Dopo il concerto abbiamo avuto il piacere di incontrare da vicino il Maestro Luca Mauceri, a cui abbiamo potuto rivolgere qualche domanda…

1) Maestro, durante la prima serata di spettacolo qui a Sora ha fatto cenno alla sua infanzia a cui risale, oltre che l’affezione per il mondo di Eduardo, la sua vocazione artistica in generale. Raccontava di quando le capitava, in casa, di ascoltare la voce del celebre attore napoletano incisa sui dischi che suo padre, insegnante, amava spesso tenere in sottofondo mentre era al lavoro nel suo studio. Partendo dall’humus sicuramente fertile in cui lei è cresciuto, potrebbe ripercorrere le tappe salienti che l’ hanno portata, coraggiosamente, a fare dell’arte la sua professione?

» Dati forniti:
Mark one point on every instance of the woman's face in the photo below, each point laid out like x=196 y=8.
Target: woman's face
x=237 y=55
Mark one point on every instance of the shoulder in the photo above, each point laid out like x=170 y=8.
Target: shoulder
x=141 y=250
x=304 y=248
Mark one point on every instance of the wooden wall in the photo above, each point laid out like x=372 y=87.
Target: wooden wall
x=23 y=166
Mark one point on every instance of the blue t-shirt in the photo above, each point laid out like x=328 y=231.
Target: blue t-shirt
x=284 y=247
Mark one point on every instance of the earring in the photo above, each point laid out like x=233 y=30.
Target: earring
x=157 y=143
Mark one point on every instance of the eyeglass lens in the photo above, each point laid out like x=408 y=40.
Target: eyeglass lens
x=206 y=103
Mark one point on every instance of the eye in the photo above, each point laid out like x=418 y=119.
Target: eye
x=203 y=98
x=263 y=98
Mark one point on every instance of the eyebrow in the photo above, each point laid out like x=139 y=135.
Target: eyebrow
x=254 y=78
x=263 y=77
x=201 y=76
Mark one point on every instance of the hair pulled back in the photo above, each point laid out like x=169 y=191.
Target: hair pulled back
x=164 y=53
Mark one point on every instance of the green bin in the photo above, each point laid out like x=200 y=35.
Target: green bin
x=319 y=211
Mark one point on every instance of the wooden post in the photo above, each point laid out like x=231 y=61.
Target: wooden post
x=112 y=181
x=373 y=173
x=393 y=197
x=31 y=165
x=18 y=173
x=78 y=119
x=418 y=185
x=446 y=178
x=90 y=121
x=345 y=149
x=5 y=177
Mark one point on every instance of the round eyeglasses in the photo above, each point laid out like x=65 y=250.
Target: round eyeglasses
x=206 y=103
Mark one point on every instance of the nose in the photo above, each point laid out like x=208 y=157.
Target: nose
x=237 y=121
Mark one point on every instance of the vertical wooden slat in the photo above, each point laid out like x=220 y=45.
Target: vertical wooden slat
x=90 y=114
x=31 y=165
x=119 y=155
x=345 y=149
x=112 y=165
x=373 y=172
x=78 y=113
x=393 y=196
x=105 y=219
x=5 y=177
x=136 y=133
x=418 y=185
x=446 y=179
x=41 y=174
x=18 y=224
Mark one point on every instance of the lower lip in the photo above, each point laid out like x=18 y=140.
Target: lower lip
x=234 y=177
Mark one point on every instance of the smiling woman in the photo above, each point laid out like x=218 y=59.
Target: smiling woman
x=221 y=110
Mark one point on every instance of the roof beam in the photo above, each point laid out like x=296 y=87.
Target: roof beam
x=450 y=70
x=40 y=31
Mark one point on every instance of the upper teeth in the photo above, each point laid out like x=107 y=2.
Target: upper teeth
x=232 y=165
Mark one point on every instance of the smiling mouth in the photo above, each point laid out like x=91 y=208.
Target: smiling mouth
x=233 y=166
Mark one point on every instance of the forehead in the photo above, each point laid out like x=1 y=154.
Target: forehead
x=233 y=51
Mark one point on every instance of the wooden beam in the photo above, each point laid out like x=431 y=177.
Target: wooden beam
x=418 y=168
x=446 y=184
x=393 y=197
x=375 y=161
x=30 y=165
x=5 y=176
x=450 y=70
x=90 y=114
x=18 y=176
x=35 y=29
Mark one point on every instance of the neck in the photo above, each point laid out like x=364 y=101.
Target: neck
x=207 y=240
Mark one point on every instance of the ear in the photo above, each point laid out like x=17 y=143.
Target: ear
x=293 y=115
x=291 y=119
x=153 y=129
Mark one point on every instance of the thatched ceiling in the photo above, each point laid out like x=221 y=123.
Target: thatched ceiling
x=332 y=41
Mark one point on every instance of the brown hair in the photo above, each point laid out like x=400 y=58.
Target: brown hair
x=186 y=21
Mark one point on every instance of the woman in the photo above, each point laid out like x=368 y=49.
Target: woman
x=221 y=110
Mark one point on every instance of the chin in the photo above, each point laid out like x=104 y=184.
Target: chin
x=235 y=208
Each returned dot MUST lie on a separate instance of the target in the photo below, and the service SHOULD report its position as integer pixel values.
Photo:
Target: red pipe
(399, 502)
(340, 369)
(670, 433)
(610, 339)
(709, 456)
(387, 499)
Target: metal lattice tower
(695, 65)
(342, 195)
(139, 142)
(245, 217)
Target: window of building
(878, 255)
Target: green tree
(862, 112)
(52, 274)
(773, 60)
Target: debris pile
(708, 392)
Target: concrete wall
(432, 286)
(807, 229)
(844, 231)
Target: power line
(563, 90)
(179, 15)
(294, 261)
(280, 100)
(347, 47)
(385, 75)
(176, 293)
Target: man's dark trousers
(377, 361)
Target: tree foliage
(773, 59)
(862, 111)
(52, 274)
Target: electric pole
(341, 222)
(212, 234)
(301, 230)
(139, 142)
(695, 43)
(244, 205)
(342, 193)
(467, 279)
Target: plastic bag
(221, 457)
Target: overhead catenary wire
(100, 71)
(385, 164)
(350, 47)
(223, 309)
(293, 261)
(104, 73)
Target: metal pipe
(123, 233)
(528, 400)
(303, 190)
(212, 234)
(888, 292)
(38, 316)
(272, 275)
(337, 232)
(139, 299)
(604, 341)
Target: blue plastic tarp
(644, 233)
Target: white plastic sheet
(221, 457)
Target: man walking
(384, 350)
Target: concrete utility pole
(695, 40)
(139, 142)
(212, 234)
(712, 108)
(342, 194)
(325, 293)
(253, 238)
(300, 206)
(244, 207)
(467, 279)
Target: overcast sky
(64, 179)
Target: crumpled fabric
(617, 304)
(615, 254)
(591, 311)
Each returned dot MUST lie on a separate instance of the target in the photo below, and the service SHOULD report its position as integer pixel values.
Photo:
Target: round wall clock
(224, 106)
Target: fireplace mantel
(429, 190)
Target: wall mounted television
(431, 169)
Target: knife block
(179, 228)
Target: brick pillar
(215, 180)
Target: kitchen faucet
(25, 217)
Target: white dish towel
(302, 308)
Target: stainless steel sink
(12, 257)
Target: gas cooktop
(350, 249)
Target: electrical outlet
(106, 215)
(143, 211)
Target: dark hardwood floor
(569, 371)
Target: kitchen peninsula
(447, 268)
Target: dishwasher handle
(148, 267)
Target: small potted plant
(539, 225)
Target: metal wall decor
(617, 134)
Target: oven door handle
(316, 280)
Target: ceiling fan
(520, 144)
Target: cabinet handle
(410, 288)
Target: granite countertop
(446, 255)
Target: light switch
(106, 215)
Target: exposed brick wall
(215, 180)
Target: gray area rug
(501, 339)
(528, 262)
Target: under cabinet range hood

» Compito da svolgere: Riscrivi il tratto dell'intervista che va da "1) Maestro, durante" fino a "la sua professione?", sostituendo "dischi" con "vinili".

» Risultato:
1) Maestro, durante la prima serata di spettacolo qui a Sora ha fatto cenno alla sua infanzia a cui risale, oltre che l’affezione per il mondo di Eduardo, la sua vocazione artistica in generale. Raccontava di quando le capitava, in casa, di ascoltare la voce del celebre attore napoletano incisa sui vinili che suo padre, insegnante, amava spesso tenere in sottofondo mentre era al lavoro nel suo studio. Partendo dall’humus sicuramente fertile in cui lei è cresciuto, potrebbe ripercorrere le tappe salienti che l’ hanno portata, coraggiosamente, a fare dell’arte la sua professione?